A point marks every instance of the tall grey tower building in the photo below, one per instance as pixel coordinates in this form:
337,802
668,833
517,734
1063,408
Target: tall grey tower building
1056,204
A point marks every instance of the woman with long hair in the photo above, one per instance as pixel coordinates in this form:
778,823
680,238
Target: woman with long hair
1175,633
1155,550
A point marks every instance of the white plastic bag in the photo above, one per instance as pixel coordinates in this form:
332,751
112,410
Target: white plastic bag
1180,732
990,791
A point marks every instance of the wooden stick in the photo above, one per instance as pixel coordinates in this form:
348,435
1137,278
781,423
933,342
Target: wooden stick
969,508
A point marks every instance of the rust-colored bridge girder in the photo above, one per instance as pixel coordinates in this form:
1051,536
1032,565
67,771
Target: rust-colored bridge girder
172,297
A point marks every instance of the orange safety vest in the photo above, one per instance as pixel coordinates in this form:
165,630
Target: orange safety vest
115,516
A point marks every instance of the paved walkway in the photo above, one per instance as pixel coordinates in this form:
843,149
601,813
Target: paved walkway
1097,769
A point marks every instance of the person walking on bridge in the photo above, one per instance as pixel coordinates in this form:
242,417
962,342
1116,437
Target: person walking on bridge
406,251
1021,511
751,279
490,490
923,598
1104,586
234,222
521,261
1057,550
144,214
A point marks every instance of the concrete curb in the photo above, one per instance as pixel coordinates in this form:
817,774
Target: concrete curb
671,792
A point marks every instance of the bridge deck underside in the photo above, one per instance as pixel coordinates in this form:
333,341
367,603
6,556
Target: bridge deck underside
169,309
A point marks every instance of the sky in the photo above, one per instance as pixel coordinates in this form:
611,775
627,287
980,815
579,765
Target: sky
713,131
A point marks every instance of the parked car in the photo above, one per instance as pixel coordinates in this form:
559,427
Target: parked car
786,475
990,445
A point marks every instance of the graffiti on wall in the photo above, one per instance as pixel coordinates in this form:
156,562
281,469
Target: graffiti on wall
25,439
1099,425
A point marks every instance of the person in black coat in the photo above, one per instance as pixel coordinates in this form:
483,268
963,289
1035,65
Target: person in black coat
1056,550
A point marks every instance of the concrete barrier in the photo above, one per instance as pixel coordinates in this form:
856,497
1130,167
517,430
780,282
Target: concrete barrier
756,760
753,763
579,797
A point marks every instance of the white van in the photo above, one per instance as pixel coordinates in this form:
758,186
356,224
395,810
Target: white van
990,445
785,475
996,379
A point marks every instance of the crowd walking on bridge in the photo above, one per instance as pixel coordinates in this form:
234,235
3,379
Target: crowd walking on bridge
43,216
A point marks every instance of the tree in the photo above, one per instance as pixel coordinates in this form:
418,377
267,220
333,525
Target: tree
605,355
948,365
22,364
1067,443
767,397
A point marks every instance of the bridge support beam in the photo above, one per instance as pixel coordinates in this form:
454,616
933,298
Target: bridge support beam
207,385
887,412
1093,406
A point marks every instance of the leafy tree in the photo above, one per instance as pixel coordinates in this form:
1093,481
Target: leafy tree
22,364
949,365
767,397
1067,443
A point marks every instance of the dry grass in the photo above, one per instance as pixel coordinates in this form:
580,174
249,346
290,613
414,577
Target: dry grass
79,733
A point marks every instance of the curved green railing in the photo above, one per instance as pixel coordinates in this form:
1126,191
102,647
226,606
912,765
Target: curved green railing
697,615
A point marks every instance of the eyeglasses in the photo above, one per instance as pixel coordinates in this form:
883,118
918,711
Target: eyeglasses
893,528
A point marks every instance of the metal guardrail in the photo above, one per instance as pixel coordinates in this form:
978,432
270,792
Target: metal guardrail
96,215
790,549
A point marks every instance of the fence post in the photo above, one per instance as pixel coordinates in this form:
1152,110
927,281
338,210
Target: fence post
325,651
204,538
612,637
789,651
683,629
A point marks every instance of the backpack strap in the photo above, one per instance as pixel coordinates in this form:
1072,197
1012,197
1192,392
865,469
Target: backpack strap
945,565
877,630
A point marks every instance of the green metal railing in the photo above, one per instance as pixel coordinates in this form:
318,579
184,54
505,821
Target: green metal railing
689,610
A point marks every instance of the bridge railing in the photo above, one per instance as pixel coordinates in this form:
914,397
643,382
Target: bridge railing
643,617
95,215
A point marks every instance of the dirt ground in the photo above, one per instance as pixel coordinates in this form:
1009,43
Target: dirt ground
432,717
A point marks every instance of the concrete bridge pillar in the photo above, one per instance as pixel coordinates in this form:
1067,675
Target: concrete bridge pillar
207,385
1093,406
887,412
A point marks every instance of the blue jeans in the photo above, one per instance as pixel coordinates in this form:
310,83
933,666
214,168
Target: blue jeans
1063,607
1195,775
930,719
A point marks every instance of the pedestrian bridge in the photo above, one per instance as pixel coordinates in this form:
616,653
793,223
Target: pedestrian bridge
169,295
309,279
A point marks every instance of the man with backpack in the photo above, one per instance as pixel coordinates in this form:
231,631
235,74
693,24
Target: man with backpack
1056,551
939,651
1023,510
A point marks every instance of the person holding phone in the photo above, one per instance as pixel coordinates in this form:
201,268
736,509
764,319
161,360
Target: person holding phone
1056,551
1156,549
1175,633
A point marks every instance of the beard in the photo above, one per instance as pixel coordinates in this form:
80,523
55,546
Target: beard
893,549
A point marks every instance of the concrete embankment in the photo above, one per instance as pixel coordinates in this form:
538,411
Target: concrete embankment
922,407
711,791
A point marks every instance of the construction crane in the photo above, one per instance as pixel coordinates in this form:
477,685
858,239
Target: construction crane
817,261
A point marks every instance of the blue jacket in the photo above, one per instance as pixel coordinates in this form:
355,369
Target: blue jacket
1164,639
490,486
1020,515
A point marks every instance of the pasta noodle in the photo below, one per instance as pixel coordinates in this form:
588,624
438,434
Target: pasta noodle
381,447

* * *

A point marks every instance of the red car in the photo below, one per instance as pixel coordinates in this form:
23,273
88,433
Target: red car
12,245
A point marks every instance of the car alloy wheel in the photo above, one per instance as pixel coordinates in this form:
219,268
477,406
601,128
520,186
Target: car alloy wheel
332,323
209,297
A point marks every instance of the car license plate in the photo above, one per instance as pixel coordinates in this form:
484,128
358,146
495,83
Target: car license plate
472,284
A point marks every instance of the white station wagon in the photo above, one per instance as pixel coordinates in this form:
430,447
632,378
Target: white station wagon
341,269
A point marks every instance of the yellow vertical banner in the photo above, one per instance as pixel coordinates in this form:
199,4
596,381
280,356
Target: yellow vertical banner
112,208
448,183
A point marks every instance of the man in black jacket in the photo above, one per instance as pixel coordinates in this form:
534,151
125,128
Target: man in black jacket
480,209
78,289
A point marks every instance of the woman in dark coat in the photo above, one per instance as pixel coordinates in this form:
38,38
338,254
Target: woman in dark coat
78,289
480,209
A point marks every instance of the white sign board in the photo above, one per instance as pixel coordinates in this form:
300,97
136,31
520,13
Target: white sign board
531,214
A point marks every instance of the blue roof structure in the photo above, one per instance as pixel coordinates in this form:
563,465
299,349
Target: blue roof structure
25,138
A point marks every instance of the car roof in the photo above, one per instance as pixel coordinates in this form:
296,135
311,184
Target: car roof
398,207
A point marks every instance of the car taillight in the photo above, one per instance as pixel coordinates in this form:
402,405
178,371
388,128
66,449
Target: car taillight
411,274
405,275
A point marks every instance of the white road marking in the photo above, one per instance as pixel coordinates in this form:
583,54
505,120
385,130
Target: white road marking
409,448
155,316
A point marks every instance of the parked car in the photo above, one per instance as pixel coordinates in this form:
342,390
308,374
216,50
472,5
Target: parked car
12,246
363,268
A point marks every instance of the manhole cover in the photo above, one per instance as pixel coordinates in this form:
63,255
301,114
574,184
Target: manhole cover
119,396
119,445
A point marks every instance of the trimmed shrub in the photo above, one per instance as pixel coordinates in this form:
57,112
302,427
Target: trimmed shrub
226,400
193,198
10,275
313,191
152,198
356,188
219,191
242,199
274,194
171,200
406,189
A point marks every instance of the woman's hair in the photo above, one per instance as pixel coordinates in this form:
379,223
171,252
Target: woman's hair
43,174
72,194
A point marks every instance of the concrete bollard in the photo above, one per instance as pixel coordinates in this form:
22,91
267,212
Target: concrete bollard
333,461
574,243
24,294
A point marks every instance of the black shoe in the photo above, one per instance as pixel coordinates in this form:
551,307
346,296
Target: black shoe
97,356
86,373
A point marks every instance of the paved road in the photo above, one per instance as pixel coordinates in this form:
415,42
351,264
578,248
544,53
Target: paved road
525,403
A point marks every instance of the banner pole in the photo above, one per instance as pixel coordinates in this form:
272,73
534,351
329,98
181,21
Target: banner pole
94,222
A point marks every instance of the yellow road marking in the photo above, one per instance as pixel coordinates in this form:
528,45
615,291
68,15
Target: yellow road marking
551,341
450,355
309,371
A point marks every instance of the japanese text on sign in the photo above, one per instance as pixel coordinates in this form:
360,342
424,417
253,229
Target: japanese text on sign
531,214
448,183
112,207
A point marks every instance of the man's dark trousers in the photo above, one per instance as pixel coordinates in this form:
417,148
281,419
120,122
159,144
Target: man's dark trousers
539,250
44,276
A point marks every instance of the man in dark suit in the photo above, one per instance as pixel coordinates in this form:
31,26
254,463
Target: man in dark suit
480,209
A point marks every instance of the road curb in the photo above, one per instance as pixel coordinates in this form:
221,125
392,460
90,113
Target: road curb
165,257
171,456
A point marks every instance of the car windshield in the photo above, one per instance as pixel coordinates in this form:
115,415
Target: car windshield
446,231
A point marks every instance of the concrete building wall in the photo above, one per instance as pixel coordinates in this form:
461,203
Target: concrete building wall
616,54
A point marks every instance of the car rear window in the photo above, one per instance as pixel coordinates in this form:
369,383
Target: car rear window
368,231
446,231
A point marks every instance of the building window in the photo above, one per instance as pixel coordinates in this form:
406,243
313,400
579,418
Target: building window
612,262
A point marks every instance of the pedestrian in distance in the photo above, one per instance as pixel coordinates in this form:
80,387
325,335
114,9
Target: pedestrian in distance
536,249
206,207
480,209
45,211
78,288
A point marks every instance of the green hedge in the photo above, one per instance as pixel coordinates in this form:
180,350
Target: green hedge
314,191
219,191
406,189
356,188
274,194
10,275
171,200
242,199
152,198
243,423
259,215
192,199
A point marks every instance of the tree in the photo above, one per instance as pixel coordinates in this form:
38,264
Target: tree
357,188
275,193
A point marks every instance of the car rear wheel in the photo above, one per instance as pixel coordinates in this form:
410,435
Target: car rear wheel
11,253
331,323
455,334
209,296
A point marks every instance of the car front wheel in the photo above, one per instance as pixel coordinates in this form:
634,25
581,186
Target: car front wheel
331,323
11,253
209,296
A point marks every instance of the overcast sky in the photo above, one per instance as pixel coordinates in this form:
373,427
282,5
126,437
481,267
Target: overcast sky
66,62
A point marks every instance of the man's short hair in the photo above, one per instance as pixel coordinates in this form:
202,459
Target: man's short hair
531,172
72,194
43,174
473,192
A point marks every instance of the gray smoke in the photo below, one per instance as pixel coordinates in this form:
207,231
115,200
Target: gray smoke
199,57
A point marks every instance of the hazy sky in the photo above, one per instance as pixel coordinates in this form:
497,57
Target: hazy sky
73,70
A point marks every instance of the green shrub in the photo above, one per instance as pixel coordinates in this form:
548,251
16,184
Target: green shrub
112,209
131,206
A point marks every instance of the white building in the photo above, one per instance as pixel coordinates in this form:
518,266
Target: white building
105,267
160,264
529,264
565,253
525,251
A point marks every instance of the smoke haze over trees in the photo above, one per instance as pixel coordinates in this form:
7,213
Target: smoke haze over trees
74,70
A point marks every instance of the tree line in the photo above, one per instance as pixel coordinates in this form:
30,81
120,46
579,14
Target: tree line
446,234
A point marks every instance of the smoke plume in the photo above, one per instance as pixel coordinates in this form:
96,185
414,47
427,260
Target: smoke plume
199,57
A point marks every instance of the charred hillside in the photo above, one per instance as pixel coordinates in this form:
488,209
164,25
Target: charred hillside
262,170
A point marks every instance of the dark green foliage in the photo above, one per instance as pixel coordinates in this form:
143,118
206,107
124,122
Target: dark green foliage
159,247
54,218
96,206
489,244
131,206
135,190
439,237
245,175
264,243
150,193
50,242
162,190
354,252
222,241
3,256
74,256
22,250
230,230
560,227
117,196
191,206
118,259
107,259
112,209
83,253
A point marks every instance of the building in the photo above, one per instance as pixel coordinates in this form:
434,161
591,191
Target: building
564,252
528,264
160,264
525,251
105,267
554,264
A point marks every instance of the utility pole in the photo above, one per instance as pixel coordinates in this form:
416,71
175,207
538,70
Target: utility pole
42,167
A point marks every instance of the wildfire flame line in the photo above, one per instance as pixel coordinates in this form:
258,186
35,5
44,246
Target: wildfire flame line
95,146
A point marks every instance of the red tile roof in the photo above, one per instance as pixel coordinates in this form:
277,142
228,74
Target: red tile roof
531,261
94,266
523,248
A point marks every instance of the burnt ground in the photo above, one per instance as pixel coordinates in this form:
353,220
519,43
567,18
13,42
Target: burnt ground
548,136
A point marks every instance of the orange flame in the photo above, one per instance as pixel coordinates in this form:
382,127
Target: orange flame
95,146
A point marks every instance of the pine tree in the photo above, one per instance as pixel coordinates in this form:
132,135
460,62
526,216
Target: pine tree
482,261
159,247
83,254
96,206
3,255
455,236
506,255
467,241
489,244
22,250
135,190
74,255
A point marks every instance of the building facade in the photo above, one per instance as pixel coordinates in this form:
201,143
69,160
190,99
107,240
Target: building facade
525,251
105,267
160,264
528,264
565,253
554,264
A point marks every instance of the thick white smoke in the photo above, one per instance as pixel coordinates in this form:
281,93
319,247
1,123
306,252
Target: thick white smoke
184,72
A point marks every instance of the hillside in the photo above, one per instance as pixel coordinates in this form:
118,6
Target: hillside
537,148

---

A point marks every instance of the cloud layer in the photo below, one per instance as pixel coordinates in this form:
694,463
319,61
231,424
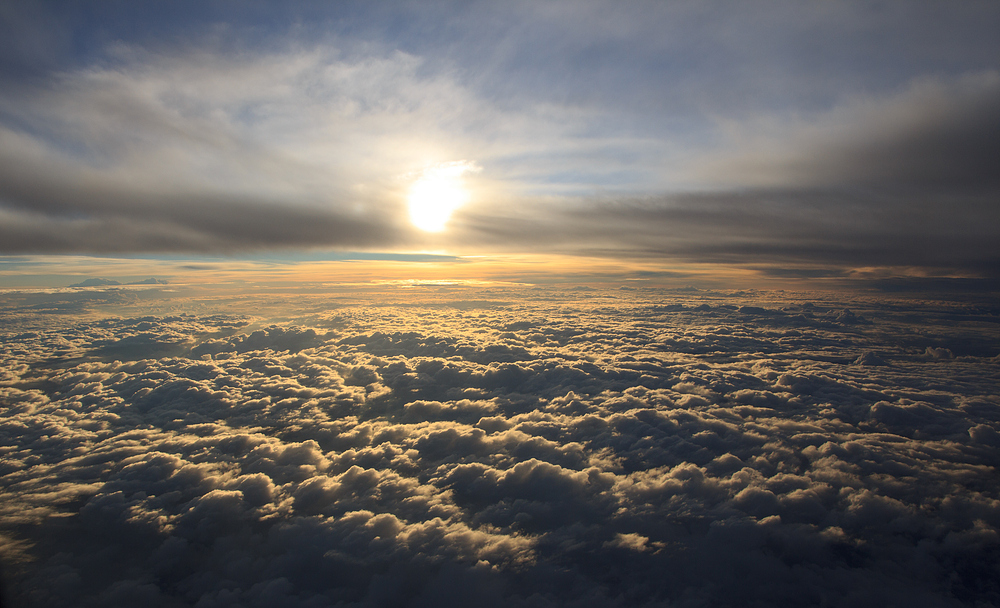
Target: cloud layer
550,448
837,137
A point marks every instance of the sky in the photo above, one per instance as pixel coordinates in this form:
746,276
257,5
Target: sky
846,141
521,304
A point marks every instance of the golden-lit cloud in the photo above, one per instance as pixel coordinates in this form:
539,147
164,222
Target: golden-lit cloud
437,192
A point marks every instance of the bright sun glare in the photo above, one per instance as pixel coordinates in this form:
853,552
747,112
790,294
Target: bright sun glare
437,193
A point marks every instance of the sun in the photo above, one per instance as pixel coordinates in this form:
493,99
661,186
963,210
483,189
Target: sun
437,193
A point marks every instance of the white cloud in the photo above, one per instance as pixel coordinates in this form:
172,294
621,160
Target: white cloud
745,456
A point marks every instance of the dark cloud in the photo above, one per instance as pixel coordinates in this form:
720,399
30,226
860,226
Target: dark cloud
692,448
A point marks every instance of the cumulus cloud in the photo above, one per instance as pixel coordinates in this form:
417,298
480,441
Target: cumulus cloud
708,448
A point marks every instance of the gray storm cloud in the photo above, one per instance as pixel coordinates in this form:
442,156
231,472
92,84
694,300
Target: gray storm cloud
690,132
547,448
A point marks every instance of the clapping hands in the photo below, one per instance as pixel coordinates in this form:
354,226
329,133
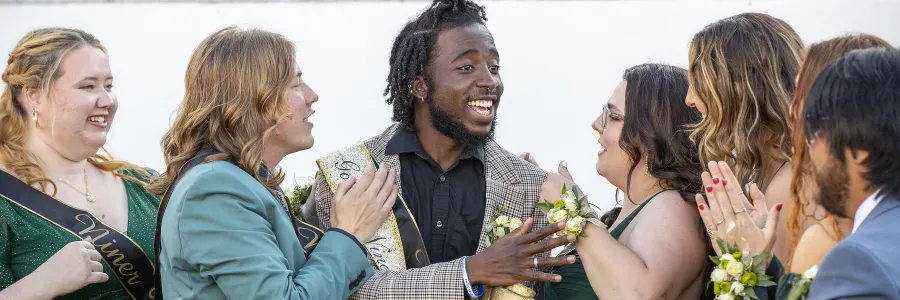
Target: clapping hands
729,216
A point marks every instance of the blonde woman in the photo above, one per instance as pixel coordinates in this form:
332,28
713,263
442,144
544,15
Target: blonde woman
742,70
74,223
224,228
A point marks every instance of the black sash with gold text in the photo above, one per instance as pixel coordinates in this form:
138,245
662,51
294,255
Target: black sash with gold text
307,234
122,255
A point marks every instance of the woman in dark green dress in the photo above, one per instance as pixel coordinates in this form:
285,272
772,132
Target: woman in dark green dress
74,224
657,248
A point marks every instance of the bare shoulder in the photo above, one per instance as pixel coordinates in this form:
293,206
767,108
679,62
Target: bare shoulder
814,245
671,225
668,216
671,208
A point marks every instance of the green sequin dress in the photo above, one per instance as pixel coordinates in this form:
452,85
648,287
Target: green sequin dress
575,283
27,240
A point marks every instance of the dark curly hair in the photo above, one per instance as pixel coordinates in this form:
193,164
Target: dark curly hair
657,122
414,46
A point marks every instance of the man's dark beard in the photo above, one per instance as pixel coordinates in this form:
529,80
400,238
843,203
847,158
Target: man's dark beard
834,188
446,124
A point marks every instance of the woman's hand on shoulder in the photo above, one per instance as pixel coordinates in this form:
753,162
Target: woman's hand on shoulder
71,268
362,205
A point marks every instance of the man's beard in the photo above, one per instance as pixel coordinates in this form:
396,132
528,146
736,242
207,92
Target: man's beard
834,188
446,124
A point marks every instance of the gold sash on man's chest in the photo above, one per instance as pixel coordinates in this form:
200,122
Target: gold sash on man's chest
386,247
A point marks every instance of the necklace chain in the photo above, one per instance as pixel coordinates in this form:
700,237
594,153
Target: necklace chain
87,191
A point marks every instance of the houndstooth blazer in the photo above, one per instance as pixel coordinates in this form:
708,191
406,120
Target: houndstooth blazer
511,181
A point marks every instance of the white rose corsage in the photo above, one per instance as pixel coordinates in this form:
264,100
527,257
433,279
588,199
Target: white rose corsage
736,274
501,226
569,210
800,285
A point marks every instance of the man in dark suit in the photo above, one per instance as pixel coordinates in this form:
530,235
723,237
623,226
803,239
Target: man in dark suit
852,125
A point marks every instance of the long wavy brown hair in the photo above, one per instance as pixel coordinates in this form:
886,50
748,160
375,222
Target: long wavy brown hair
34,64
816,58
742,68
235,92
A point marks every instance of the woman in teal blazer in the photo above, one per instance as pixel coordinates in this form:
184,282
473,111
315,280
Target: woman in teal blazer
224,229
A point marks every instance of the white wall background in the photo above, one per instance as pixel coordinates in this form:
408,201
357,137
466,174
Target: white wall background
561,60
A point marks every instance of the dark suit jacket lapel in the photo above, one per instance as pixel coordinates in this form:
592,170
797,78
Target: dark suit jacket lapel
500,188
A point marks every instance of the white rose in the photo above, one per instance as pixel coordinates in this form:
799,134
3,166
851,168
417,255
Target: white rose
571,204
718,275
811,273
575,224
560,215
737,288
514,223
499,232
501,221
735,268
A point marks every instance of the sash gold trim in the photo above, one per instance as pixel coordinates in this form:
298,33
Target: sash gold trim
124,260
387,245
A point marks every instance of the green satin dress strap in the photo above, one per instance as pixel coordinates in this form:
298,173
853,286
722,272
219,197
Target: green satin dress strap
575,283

• **TASK ITEM**
Among the lines above, some may hold the string "below". State how many, giving the number alone.

• **ANSWER TO THIS PROBLEM**
6